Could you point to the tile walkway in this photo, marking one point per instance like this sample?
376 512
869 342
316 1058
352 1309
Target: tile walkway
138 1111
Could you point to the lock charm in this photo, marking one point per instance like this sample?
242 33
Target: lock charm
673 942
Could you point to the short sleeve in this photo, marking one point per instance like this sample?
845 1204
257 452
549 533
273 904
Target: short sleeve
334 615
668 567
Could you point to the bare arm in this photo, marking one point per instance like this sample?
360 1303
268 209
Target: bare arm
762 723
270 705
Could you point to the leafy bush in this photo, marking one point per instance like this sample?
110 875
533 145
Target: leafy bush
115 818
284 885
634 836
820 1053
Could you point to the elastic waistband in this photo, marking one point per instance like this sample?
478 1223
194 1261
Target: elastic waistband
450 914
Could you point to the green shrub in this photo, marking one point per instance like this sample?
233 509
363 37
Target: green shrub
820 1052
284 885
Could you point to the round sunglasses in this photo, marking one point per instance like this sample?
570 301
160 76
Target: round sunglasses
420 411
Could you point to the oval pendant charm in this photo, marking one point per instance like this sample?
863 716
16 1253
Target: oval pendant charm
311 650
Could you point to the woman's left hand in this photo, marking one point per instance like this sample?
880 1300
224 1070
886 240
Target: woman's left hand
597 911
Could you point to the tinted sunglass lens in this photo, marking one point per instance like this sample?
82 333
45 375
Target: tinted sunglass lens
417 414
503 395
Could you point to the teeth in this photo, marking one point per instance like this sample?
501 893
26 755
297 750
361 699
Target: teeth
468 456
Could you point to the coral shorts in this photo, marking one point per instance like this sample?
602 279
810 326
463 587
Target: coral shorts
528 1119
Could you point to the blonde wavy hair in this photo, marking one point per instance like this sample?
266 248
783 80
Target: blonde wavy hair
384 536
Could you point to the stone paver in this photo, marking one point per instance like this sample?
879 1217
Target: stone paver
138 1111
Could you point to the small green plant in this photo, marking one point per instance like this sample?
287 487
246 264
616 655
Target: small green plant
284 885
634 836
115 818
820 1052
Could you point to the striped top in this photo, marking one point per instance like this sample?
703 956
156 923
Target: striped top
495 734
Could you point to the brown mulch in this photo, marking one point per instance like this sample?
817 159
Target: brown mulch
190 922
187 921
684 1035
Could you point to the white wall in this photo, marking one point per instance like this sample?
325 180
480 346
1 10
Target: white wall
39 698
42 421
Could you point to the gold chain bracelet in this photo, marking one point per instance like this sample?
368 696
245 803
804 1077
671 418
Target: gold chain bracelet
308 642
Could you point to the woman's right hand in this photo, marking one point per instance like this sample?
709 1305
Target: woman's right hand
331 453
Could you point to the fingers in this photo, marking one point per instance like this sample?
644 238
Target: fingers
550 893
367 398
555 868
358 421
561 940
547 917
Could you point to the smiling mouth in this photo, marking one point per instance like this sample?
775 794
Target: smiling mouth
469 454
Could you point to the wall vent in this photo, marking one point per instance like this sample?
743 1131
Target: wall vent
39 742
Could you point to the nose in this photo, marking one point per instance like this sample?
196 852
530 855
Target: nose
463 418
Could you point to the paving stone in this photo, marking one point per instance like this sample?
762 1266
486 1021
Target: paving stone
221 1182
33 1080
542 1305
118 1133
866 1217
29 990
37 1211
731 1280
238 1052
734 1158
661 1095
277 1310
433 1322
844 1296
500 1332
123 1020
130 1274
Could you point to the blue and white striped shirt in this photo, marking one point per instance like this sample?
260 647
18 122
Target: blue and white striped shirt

--------------------------------

## What this task involves
The listing above should be transcribed in full, exactly as written.

## Answer to the exercise
Could you point to the tile walkway in this photo, marking one point per instance like this sample?
376 512
869 342
316 1058
352 1309
Target: tile walkway
138 1111
Could you point to the lock charm in this photo, marking one point per instance like this sample?
242 33
Target: lock charm
673 942
Could you point to the short sleeve in this photo, marking one point per instance like this sample?
845 1204
257 452
549 533
273 904
Target: short sleeve
334 615
668 567
Could you point to the bare arm in this photo, marking one point per instance like this sample?
360 1303
268 209
Target: bare arm
762 723
270 705
Could you point to the leafy bush in this photo, marking one point per instance like this sample?
110 875
533 145
Target: leafy bush
115 818
284 885
634 836
820 1053
Could you point to the elastic waistband in this photo, marking one point per instance like this sample?
478 1223
194 1261
Target: elastic waistband
450 914
Could you point to the green shrub in this photo, marking one point per instance like this sample?
233 509
363 37
Target: green shrub
820 1052
284 885
Could you point to the round sunglasses in this photo, marking one point per instance like this sample?
570 301
160 76
Target: round sunglasses
420 411
Could you point to the oval pendant charm in this photo, marking one point per instance like this sample?
863 716
16 1253
Target: oval pendant charm
311 650
Could you point to the woman's left hand in this photo, marking one point per instance like this sample?
880 1300
224 1070
886 240
Target: woman's left hand
597 911
Could you point to the tinted sunglass lens in this photo, marking one point per instance like this sample?
82 333
45 375
Target: tinted sunglass lens
417 414
503 395
Could you point to the teeth in this photo, marking one point per instance like this sample?
501 893
26 755
297 750
361 699
Target: teeth
468 456
Could you point to the coral shorts in this photo, marking one point per instance like this sample?
602 279
810 326
463 587
Target: coral shorts
528 1119
Could you point to the blonde wavy hair in this photo, marking one point per instance like this sample?
266 248
783 80
Target: blonde wavy hair
384 536
Could you point to the stone paver in this photo, marking one point per instance like this sample?
879 1217
Target: stone paver
138 1111
Could you point to the small green plant in this photo, marking one point per instance like this sample?
287 487
246 264
616 655
Target: small green plant
284 885
634 836
115 818
820 1052
Could you point to the striped top in this photo, marking one point per instance like this sample?
703 956
156 923
Target: striped top
495 734
Could you point to the brown mulch in this photo, marking one point per instance like this sample?
817 159
Target: brown mulch
190 922
187 921
684 1035
Could you point to the white wall in this photo, marking one point per instance like this sample?
325 180
480 346
1 10
Target: white wall
39 698
42 421
Could you point to the gold chain bracelet in this photo, marking one point per instance like this sample?
368 696
245 803
804 1077
671 418
Target: gold chain bracelet
308 642
Could you point to the woman's right hand in this photo, marking one point per instance like this sample?
709 1305
Target: woman's right hand
331 453
Could you point to the fingers in this photo, marking one point per instance like this sample?
644 238
Target: fingers
550 893
367 398
555 868
358 421
561 940
547 917
Could you point to the smiling mouth in this photo, marking one point per instance like this sample?
775 794
Target: smiling mouth
469 454
Could you point to the wall vent in this photo, marking one point per instance like this sample?
743 1131
Target: wall vent
39 742
Could you point to the nose in this photo, marking one point per instance like this sample?
196 852
530 855
Target: nose
463 418
Could you point to the paving stone in this photo, marking one point per instance like this sample?
762 1266
486 1021
Target: paving stone
221 1182
33 1080
542 1305
118 1133
866 1217
29 990
37 1211
731 1280
238 1052
734 1158
661 1095
277 1310
433 1322
844 1296
500 1332
123 1020
130 1274
Could you point to the blue and white striped shirt in this photo, marking one point per instance like this sample?
260 647
18 122
Target: blue and white striped shirt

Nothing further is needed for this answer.